▶ **EXERCISE REQUIREMENTS**:
Collect from the data below each line with "dough".
=== INFORMATION SUPPLIED ===
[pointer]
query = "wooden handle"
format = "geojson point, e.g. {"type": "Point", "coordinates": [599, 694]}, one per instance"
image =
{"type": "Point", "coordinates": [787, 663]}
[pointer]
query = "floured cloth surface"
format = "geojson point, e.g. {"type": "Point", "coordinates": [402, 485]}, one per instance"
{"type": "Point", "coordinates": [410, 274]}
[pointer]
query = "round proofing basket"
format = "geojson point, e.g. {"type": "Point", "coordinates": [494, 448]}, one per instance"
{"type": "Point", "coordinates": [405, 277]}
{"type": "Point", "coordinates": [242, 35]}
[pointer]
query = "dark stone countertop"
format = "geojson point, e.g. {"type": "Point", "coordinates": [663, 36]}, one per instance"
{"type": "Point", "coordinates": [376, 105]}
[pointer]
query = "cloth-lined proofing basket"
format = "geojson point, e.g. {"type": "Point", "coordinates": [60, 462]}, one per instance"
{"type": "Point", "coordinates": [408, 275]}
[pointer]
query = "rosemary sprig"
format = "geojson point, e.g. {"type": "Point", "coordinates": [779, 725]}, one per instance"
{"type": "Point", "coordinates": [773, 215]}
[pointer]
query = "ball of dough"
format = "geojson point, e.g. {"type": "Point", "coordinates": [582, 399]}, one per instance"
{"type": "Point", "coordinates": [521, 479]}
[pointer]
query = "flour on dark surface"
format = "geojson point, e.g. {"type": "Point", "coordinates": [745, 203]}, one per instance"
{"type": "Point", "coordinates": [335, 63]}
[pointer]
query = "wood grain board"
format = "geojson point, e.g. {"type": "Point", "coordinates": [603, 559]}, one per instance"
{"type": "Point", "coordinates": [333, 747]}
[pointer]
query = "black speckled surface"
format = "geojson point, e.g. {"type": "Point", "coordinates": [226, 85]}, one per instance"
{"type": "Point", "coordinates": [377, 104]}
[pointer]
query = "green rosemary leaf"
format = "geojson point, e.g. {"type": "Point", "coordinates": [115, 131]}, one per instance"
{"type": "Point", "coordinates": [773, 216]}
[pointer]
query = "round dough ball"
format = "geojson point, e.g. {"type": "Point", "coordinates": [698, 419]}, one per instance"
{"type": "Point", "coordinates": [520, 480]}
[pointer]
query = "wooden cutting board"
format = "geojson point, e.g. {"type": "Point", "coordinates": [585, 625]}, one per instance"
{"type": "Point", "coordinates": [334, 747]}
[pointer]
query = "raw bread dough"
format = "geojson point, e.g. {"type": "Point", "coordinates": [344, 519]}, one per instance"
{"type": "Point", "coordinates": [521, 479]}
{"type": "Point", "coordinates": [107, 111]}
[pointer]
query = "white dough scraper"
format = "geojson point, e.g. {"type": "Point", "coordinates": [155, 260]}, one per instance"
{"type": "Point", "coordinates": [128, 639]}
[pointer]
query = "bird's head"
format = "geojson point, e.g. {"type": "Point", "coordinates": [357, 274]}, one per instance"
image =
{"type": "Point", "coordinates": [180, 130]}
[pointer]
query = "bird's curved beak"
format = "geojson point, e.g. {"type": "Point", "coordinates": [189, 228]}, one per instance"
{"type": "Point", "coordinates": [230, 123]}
===
=== INFORMATION SUPPLIED ===
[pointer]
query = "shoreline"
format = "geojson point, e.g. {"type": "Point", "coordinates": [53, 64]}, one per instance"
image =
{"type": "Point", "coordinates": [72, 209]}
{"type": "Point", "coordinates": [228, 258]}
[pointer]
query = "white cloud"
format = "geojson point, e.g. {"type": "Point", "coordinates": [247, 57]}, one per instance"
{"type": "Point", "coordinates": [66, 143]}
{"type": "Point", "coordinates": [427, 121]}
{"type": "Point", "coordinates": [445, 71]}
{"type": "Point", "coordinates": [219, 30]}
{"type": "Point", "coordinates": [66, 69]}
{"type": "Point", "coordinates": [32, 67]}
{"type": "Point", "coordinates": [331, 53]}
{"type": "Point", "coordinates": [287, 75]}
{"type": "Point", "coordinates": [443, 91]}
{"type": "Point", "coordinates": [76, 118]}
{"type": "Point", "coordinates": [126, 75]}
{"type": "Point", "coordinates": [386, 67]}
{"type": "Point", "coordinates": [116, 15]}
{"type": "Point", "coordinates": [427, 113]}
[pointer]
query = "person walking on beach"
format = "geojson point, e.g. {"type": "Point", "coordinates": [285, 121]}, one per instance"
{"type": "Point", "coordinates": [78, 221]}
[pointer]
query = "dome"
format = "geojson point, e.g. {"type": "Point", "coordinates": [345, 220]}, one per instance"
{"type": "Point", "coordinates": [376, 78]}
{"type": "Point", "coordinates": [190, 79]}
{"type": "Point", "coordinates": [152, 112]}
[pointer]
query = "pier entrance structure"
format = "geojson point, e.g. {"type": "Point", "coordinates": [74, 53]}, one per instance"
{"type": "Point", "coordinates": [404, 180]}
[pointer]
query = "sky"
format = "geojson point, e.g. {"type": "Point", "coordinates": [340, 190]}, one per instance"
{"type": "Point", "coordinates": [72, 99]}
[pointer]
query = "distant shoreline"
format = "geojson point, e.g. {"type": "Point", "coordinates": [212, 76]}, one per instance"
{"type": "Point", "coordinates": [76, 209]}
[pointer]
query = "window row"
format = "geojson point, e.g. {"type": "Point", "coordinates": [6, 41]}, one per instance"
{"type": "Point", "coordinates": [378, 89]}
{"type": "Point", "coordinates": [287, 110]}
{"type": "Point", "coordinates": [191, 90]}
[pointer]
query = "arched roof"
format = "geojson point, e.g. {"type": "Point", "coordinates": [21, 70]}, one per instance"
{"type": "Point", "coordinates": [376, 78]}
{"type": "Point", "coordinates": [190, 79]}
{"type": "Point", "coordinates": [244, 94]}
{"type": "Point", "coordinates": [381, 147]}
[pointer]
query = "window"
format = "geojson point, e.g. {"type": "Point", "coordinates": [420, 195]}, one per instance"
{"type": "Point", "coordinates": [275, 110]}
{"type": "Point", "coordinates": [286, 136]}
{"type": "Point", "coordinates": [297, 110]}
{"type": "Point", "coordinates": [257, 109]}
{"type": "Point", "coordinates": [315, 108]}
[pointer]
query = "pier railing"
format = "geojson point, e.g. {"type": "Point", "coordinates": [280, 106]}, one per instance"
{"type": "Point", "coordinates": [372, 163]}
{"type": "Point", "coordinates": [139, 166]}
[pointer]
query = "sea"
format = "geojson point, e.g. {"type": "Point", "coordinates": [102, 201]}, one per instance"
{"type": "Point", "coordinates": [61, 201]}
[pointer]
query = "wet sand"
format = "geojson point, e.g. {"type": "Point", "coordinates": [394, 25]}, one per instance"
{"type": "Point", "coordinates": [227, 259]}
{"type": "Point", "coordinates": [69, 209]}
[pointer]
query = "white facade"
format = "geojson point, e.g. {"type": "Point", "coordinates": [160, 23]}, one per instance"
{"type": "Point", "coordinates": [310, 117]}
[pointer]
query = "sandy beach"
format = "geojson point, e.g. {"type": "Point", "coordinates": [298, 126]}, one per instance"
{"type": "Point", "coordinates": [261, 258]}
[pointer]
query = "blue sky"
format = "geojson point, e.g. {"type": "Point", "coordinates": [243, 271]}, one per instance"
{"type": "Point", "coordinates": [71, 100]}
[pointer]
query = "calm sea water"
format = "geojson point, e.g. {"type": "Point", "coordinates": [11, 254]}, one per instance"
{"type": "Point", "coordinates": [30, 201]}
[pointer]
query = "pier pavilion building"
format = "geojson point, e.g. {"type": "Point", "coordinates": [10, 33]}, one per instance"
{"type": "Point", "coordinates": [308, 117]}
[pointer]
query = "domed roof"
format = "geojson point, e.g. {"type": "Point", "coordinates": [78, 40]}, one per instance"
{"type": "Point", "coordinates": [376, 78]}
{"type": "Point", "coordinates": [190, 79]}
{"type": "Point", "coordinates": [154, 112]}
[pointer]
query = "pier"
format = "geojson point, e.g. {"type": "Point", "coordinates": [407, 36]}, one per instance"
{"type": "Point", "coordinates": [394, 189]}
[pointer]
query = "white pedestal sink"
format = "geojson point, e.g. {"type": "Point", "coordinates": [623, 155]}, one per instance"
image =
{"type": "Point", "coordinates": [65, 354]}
===
▶ **SOLUTION FOR THIS EXERCISE**:
query = "ball of dough"
query = "round dough ball"
query = "raw bread dough"
query = "white dough scraper"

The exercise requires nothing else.